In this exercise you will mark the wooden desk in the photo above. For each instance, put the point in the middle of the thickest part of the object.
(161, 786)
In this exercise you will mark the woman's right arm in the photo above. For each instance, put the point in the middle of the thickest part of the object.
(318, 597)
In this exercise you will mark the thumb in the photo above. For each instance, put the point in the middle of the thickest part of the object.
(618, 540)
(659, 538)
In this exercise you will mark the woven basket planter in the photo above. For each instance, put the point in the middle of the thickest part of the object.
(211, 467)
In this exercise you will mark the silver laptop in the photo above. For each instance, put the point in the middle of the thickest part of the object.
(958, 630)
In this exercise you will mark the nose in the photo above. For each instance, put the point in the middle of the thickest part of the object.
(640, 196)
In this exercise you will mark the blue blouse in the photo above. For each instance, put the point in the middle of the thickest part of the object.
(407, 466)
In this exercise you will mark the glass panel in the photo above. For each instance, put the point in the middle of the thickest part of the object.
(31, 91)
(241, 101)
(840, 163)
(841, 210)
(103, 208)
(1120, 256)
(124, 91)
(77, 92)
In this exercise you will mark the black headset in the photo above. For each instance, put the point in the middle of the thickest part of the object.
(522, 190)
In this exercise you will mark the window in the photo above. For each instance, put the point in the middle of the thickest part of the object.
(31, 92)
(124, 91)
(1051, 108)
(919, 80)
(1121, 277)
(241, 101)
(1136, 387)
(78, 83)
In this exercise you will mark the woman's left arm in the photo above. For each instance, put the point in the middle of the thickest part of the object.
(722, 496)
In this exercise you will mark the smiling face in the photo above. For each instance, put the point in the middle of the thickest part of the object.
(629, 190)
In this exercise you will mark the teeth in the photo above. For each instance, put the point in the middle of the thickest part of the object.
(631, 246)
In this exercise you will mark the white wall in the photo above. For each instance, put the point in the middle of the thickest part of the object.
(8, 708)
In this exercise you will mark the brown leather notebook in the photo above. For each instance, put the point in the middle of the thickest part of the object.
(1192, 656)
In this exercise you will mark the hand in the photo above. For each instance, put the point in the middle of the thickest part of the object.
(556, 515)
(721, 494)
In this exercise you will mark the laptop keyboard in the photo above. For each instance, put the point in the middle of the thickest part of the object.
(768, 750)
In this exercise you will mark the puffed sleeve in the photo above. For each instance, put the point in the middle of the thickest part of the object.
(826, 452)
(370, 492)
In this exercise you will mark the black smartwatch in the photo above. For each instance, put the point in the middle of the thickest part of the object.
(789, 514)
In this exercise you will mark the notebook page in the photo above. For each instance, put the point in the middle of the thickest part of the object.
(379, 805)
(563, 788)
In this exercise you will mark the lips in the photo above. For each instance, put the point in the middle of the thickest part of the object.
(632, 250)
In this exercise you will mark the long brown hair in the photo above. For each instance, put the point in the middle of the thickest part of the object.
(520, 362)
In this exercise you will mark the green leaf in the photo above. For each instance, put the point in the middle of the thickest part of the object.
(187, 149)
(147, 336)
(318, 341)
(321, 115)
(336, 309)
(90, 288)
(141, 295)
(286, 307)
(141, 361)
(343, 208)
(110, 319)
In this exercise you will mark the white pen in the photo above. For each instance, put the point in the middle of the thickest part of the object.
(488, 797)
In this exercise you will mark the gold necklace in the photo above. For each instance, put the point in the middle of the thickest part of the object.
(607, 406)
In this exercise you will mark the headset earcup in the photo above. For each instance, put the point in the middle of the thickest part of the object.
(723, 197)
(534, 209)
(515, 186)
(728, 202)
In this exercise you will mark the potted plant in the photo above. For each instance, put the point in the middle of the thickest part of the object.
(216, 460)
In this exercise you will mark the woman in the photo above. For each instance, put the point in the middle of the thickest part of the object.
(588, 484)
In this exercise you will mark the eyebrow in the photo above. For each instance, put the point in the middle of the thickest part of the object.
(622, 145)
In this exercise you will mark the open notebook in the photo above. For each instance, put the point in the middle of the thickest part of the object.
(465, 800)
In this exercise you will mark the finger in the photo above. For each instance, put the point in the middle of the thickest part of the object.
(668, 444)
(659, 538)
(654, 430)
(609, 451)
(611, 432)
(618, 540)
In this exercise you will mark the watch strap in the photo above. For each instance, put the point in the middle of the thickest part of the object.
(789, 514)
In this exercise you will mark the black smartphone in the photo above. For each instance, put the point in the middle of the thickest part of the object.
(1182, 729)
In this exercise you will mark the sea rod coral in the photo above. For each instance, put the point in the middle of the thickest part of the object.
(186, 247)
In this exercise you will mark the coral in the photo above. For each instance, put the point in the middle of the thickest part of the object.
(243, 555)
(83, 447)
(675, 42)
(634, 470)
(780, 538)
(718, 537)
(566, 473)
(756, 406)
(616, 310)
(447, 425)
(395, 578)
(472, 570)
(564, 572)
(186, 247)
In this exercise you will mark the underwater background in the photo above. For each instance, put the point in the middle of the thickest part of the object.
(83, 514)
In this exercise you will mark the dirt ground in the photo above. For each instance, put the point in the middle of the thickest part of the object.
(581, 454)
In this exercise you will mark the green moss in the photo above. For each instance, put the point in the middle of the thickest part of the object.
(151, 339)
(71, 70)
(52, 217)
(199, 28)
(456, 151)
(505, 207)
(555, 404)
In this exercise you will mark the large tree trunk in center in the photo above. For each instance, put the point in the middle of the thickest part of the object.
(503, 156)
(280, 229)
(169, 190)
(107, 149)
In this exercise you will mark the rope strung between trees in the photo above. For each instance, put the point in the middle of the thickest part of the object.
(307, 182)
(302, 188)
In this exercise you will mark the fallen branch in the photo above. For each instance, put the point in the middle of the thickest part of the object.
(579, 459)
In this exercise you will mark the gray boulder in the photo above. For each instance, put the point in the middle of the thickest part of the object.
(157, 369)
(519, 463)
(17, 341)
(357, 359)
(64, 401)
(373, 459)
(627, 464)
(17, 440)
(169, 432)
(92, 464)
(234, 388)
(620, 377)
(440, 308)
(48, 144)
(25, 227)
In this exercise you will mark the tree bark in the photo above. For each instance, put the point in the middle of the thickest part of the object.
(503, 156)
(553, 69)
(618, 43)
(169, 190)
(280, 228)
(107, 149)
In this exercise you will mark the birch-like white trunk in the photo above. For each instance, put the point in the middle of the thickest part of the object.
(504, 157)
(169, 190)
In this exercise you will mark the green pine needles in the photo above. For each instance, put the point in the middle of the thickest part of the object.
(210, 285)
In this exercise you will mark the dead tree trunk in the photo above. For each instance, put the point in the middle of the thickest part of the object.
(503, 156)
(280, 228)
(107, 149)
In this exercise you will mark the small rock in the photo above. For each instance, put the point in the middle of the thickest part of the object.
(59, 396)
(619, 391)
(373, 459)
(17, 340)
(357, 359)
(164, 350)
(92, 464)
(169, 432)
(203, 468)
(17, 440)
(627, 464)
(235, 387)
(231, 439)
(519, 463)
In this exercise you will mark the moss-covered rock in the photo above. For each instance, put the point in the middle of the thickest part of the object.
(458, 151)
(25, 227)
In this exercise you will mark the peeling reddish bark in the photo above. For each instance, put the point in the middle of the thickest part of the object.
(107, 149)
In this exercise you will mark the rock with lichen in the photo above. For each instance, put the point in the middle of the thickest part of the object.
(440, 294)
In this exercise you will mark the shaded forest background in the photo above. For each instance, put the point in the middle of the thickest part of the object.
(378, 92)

•••

BRIEF:
Each line from the one containing "In this exercise you will mark the small" to the end of the listing above should be copied exactly, and nothing else.

SOLUTION TO THIS EXERCISE:
In this exercise you will mark the small rock in the photo above. For each instance, put the point in the middle of the thickest part of the object.
(59, 396)
(619, 391)
(373, 459)
(17, 340)
(357, 359)
(164, 350)
(92, 464)
(169, 432)
(203, 468)
(17, 440)
(627, 464)
(235, 387)
(231, 439)
(519, 463)
In this exercise you will mark the moss-covered rock in the photo above. For each instance, put the point in the middle of the thickest part of the object.
(458, 151)
(25, 227)
In this exercise you will mark the peeling reddish bark in the photo above. For each instance, put the point in the middle of the thickest part of the object.
(107, 149)
In this exercise you will mark the rock with lichen in the photo above. For each instance, put the point in the middle of the thickest part of the object.
(440, 294)
In this exercise you will mark the shaded forest background in the photo above. For each instance, put the point in the middle of the thickest part of the object.
(378, 92)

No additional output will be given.